Pointing rows
# # # # #

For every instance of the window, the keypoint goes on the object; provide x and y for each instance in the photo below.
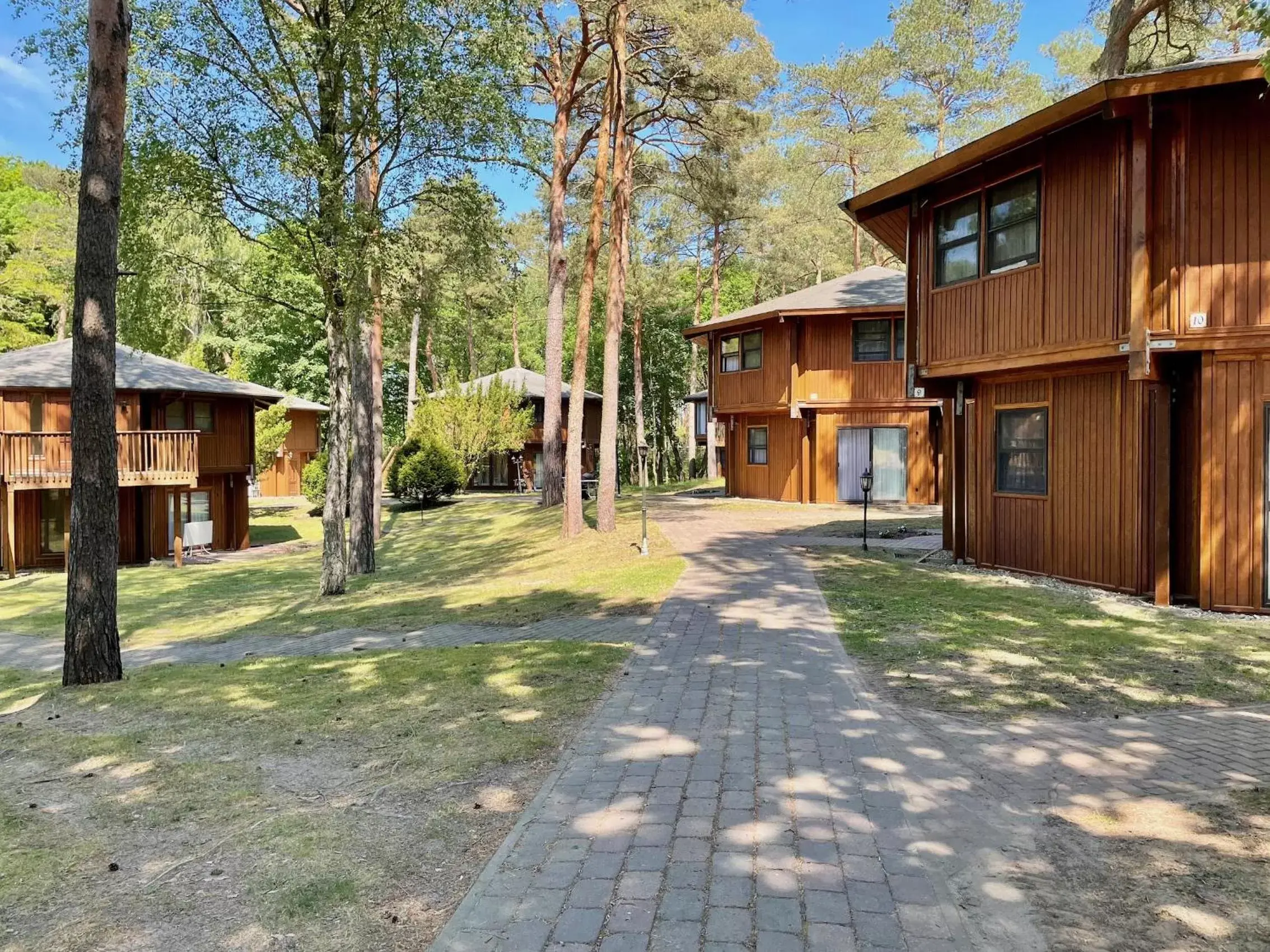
(756, 446)
(174, 415)
(1022, 451)
(956, 242)
(202, 417)
(53, 521)
(1014, 224)
(870, 340)
(729, 354)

# # # # #

Task objective - Copy the rows above word for word, leaving out the pictures.

Complete response -
For every instance of the window, the keypoint goes on the object; provide x and y for each instance in the photo below.
(756, 446)
(174, 415)
(1022, 451)
(956, 242)
(202, 417)
(53, 521)
(1014, 224)
(870, 340)
(729, 354)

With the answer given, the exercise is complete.